### READING PASSAGE
Oracle Database 23ai, version 23.7, introduces built-in support for ONNX pipeline models, including CLIP (Contrastive Language-Image Pre-training) multi-modal embedding models, enabling seamless processing of both image and text inputs within a unified vector space. This advancement moves beyond traditional text-based semantic search, allowing developers to create systems that search through uploaded images using either text descriptions or image queries.
In this blog post, we explore how to use the CLIP multi-modal embedding model, deployed as ONNX models in Oracle Database 23ai, to build a hybrid search application with Oracle APEX. This application enables users to search uploaded images using either text or image inputs. By embedding images and text into a shared vector space, the system efficiently retrieves the most relevant results using vector similarity search, delivering a seamless and intuitive visual search experience.
Hybrid Search with ONNX Multi-Modal Embedding Models
To implement a hybrid search system, CLIP multi-modal embedding model is leveraged within Oracle Database 23ai and Oracle APEX. The CLIP model accepts text or image inputs and generates embeddings. This approach enables us to search from the uploaded images effectively, offering the following key capabilities:
- Text Search: When a user enters a textual query, the CLIP text model converts the text into an embedding and compares this text embedding with the embeddings of stored images to find the most semantically relevant content.
- Image Search: When a user uploads an image, the CLIP image model is used to generate an embedding for the image. This embedding is compared to the stored image embeddings in the database to retrieve visually similar images.

### WRITTEN EXERCISE A
Pull out each line of the listing below that contains the word "wristwatch".

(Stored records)

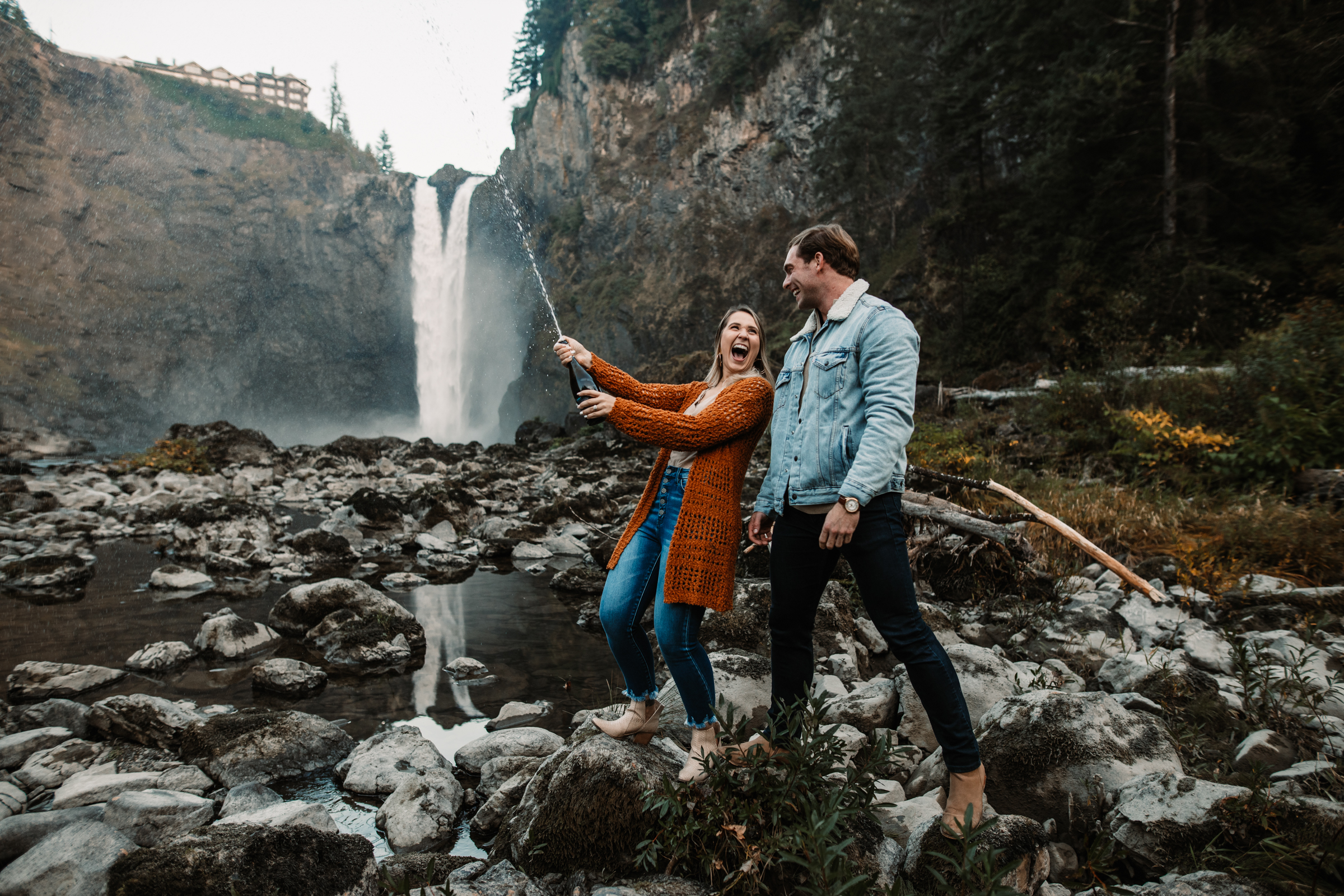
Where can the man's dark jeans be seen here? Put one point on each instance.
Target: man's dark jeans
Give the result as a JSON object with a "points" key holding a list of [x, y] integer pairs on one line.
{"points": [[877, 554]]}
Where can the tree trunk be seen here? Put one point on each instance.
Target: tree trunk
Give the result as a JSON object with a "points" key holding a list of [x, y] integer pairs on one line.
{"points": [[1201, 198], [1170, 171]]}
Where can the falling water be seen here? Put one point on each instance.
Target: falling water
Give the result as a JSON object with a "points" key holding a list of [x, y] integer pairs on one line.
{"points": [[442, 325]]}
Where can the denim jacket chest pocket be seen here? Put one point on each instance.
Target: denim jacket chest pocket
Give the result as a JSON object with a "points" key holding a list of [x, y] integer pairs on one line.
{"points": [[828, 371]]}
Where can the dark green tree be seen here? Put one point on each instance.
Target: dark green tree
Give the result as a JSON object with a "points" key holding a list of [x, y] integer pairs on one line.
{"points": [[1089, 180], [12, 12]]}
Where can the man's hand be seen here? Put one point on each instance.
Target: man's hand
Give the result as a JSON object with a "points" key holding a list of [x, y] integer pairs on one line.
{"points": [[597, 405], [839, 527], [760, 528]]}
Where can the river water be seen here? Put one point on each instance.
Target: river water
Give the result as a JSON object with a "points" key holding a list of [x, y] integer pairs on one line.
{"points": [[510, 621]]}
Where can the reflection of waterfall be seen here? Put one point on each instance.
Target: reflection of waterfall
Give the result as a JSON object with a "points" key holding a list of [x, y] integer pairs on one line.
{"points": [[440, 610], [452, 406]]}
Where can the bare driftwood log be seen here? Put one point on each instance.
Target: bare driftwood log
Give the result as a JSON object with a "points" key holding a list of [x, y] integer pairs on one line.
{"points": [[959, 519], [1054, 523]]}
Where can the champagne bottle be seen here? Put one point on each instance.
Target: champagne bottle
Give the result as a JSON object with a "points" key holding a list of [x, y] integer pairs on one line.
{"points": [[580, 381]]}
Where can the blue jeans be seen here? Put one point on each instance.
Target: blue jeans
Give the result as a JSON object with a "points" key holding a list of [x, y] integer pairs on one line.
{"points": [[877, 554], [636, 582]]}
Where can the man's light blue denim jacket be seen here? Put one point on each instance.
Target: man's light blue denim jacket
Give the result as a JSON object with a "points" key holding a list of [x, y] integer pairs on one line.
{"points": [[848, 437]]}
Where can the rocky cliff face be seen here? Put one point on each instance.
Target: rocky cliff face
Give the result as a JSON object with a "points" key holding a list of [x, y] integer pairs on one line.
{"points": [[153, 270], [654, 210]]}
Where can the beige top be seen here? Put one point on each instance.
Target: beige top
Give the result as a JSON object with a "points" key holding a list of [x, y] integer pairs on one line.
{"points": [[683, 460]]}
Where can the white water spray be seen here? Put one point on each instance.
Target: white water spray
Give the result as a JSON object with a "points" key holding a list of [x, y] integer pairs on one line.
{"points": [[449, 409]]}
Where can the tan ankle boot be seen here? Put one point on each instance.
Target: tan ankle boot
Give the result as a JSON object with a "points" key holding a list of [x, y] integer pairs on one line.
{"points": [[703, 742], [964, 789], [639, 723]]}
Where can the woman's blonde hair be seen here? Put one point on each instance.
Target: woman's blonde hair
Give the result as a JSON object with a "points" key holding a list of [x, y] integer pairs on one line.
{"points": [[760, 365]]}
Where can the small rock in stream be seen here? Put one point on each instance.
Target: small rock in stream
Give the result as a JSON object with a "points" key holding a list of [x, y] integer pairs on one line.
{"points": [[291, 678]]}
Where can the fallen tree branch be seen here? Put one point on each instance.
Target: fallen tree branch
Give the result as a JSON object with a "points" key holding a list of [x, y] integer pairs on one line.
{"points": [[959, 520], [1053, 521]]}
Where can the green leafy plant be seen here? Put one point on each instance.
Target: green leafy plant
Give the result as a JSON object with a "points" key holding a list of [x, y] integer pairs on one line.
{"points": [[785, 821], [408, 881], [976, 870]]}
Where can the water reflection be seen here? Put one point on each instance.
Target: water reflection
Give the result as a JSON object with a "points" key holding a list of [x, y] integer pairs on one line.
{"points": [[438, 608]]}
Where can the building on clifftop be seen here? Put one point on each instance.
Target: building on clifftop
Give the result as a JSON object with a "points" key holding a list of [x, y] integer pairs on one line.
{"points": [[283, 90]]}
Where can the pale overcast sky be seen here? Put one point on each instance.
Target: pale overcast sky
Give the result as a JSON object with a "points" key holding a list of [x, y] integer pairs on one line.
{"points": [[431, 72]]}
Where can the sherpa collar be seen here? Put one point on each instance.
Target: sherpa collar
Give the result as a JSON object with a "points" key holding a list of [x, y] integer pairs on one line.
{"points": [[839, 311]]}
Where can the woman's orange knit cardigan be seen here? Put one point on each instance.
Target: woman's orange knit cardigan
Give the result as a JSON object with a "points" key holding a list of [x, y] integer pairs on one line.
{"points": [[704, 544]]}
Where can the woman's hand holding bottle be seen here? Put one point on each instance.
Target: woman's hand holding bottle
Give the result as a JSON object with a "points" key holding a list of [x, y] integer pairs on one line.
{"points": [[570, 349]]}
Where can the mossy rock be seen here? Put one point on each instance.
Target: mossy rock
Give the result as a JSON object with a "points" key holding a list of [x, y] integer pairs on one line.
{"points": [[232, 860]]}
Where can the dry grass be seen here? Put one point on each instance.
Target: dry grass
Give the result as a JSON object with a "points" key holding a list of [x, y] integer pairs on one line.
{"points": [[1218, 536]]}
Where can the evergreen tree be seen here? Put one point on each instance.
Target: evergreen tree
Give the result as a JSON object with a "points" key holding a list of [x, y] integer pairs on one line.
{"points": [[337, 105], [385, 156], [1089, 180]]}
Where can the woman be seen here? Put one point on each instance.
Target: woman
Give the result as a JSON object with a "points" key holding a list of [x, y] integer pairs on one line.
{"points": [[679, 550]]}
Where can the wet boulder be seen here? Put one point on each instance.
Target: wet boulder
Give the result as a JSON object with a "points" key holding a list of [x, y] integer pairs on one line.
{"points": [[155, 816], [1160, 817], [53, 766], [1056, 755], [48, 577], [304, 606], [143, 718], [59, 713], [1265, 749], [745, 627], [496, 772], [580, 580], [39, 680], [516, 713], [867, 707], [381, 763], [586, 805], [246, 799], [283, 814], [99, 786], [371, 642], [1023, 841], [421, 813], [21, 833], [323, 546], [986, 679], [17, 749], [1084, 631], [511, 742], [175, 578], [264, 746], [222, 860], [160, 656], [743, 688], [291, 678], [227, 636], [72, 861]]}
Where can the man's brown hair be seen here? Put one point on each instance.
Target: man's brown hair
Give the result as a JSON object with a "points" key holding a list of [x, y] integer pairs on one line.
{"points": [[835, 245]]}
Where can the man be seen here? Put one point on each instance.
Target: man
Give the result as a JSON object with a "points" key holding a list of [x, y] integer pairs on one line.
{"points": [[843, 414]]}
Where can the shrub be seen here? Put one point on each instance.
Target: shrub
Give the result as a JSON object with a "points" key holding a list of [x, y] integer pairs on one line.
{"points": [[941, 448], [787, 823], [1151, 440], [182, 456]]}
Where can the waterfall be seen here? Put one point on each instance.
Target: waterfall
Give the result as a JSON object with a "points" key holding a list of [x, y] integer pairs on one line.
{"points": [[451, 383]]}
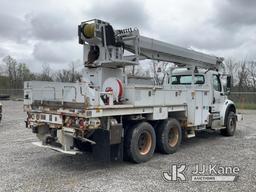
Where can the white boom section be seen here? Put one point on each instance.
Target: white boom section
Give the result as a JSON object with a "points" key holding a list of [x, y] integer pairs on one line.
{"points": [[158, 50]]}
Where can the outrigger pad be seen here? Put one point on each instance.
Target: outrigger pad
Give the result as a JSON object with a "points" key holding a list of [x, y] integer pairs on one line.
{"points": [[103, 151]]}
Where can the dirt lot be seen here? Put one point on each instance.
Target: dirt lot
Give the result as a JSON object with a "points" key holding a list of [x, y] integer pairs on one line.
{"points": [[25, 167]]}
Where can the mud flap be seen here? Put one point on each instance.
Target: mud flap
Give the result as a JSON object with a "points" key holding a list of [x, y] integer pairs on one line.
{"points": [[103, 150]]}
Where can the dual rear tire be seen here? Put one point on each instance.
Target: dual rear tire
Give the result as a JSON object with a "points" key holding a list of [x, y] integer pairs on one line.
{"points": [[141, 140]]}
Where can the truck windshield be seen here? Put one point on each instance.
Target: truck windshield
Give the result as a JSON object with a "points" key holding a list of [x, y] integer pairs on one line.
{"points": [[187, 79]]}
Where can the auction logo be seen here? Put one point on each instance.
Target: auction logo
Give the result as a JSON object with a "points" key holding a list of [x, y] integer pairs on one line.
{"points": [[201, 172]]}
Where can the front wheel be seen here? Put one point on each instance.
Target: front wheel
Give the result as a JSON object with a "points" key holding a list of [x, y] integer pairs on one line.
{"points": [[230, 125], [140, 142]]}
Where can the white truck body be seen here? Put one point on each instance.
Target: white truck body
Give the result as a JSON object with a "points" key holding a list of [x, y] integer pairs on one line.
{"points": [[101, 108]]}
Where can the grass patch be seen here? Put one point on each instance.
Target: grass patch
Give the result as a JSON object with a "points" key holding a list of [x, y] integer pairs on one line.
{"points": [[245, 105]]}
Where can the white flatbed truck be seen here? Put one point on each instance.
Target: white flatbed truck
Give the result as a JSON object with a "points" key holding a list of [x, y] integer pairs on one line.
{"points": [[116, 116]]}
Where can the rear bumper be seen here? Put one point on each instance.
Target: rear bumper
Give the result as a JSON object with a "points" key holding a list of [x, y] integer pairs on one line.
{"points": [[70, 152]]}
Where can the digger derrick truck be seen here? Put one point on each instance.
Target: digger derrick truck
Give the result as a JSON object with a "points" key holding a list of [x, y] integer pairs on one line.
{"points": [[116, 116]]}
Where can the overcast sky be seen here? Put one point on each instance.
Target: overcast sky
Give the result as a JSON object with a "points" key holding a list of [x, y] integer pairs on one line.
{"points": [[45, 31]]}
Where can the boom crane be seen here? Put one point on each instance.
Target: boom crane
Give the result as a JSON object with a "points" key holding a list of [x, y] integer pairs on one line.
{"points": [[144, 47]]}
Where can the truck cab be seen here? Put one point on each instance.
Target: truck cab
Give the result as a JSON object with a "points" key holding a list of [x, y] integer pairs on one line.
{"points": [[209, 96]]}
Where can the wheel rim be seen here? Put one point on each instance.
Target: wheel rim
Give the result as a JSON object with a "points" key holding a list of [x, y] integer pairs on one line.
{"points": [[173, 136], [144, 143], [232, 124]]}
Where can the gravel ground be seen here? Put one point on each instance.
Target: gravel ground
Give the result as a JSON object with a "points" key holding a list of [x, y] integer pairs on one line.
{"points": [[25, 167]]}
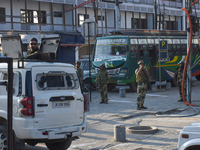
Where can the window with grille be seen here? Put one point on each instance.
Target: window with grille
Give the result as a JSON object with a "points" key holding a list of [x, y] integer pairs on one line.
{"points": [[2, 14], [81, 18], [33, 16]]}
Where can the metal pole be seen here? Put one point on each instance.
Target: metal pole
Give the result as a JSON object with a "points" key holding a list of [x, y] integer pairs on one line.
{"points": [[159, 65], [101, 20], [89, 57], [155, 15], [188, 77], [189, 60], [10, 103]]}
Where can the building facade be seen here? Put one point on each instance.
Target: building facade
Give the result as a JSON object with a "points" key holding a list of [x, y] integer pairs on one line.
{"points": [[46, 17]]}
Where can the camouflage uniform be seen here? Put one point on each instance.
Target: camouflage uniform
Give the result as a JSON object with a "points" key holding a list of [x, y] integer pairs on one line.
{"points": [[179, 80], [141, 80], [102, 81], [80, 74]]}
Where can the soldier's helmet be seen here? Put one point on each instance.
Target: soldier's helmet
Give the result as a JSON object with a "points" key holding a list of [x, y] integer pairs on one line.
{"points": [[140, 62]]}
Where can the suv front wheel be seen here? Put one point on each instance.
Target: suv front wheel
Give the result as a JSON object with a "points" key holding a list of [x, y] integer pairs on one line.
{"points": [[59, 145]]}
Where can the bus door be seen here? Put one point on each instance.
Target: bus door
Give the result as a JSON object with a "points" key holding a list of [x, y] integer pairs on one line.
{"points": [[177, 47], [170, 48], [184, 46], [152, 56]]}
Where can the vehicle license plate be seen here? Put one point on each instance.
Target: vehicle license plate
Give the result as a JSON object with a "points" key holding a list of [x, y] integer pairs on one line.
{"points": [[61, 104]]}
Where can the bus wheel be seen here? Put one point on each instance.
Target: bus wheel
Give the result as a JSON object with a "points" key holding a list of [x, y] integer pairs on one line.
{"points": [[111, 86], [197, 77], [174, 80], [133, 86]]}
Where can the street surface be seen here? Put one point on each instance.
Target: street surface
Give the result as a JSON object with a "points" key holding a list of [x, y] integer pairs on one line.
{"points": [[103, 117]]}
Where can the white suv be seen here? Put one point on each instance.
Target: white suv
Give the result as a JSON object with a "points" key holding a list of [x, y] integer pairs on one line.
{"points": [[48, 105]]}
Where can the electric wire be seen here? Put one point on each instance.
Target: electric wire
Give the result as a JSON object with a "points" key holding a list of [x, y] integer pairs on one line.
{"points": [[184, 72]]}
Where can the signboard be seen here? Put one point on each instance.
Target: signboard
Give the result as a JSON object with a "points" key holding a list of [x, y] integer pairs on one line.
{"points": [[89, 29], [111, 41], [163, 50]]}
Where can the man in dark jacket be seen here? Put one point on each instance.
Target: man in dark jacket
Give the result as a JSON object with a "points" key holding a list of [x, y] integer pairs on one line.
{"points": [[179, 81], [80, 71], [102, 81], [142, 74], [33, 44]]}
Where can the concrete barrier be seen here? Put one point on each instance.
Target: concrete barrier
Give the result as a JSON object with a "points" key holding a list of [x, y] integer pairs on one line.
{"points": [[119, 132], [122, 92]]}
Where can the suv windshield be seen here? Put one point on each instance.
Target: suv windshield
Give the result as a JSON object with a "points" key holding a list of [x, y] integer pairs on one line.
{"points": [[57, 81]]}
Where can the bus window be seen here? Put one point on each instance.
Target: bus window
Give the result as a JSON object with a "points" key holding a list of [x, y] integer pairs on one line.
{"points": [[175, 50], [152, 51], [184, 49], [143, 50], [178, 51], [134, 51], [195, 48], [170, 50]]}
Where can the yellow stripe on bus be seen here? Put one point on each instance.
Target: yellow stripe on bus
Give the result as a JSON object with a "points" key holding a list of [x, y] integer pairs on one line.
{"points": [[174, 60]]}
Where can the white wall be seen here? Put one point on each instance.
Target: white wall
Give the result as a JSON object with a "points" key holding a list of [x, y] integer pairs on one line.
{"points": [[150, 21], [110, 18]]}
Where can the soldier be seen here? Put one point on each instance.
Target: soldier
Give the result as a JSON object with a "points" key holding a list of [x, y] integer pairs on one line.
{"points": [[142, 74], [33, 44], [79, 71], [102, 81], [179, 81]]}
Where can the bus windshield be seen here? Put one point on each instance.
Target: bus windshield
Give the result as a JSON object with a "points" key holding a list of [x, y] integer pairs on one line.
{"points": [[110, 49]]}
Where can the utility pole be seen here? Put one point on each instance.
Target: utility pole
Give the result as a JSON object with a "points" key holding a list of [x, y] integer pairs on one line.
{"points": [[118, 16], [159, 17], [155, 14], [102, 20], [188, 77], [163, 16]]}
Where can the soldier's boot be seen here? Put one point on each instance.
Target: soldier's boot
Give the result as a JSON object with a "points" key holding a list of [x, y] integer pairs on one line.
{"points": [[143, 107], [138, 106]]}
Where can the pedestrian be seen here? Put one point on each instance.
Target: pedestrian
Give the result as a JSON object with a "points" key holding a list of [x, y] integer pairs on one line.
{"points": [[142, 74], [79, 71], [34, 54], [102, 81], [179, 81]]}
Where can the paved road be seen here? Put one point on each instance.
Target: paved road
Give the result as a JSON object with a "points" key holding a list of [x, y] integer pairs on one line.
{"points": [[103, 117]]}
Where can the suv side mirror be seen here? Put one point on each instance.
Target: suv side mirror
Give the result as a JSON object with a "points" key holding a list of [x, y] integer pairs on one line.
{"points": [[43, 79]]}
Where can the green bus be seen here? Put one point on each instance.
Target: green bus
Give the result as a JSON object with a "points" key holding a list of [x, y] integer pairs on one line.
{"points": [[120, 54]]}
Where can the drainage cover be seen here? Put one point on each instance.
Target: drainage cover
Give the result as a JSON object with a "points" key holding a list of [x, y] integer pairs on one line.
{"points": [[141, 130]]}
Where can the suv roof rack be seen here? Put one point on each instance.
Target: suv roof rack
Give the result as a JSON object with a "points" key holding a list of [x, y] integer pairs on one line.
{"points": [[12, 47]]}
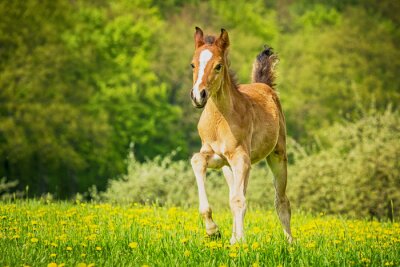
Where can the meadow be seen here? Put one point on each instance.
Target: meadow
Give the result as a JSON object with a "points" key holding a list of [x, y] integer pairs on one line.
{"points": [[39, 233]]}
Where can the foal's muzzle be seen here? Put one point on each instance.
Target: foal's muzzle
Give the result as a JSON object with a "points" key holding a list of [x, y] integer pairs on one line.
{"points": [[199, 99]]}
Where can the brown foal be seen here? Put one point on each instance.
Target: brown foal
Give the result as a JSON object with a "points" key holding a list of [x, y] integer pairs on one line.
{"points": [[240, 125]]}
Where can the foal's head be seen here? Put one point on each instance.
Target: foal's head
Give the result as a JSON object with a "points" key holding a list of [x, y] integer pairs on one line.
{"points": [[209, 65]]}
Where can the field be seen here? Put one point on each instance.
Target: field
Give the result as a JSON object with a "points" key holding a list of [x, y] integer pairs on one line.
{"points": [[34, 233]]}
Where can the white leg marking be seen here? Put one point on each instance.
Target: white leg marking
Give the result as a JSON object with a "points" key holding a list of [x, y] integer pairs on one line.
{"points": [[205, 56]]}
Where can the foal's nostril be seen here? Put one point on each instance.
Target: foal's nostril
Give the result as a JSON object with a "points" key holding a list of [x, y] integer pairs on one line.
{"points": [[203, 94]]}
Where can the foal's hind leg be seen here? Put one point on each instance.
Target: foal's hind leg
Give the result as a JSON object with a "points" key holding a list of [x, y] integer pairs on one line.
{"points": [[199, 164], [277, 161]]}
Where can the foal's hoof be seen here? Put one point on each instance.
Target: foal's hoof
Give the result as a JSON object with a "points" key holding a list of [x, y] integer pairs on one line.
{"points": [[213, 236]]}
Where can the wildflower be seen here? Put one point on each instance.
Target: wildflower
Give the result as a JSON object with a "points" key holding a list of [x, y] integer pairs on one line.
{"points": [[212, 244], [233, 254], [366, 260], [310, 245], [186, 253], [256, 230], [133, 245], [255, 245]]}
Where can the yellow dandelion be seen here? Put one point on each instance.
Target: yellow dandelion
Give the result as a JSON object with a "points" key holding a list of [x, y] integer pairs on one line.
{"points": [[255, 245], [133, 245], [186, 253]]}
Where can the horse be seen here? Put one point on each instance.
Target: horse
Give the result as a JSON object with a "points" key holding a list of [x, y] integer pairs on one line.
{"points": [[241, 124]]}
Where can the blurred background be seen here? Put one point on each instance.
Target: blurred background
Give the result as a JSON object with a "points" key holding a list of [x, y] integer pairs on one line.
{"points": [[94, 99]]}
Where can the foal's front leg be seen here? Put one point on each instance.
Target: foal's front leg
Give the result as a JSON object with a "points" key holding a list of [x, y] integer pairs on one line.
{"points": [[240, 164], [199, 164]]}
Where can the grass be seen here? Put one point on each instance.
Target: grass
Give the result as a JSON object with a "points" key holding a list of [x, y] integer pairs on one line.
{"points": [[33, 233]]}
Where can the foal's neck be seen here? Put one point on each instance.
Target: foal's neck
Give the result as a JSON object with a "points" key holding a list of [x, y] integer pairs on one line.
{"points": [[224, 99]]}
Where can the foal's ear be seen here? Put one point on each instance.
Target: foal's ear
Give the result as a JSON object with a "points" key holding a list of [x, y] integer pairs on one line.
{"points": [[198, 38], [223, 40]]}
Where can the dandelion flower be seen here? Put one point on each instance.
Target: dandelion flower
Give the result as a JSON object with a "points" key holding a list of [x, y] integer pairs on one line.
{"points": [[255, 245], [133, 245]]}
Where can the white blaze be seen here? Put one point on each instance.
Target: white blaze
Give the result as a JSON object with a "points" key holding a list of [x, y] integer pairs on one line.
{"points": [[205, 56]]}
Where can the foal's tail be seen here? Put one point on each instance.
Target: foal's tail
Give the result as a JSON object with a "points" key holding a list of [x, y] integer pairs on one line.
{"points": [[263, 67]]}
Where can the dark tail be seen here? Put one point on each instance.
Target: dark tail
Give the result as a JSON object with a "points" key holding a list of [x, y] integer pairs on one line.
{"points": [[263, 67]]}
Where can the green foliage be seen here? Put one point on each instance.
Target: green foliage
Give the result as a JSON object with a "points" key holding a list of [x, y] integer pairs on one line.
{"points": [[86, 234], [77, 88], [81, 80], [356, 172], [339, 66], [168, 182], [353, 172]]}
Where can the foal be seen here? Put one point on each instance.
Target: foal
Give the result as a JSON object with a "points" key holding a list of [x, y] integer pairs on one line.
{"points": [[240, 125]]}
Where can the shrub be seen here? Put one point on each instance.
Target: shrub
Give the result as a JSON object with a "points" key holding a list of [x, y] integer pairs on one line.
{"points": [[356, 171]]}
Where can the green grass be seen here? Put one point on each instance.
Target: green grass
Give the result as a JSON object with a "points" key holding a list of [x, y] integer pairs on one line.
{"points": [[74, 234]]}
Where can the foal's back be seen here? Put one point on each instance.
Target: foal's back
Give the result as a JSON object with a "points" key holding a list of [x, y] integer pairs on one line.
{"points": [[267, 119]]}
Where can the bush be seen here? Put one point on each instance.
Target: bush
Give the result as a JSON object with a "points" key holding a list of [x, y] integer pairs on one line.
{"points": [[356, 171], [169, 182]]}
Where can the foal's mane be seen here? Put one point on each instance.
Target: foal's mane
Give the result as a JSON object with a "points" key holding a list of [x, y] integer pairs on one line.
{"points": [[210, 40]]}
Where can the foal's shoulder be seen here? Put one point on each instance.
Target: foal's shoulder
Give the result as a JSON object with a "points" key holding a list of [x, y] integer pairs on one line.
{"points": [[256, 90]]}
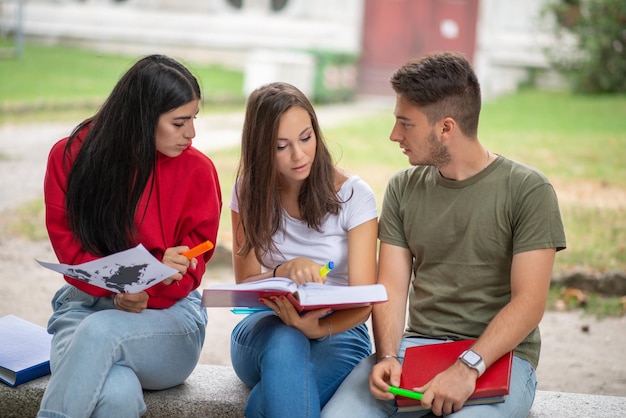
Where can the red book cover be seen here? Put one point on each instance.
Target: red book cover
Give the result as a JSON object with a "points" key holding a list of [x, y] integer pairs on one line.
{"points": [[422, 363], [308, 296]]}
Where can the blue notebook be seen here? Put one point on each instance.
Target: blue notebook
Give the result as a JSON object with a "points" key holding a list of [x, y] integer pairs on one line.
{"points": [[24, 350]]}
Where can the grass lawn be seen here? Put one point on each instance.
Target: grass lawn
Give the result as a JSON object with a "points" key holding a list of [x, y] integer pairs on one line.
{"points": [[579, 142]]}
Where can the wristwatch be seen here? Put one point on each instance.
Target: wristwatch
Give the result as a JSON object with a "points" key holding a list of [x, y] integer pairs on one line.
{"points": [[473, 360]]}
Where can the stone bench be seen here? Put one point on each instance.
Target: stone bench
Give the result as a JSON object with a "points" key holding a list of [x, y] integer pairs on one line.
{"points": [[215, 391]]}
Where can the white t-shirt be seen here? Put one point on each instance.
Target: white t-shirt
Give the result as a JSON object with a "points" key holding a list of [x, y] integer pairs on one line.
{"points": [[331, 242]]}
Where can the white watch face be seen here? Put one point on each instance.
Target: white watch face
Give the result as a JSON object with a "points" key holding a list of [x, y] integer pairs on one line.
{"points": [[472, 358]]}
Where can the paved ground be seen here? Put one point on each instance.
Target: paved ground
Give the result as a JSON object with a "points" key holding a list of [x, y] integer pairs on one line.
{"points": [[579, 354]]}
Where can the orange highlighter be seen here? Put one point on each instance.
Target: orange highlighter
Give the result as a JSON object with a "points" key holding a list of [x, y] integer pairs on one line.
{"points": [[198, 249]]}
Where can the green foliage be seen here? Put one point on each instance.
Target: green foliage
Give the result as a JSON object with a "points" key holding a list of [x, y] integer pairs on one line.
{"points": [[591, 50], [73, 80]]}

### WRITTEN EXERCISE B
Answer these questions from the passage on Oracle Database 23ai and CLIP embeddings:
(i) Which version of Oracle Database 23ai introduces built-in support for ONNX pipeline models?
(ii) Alongside Oracle Database 23ai, what is used to build the hybrid search application?
(iii) In image search, what is the embedding of an uploaded image compared to?

### WRITTEN ANSWER A
Where can the wristwatch be seen here? Put one point on each instance.
Target: wristwatch

### WRITTEN ANSWER B
(i) Version 23.7.
(ii) Oracle APEX.
(iii) The stored image embeddings in the database.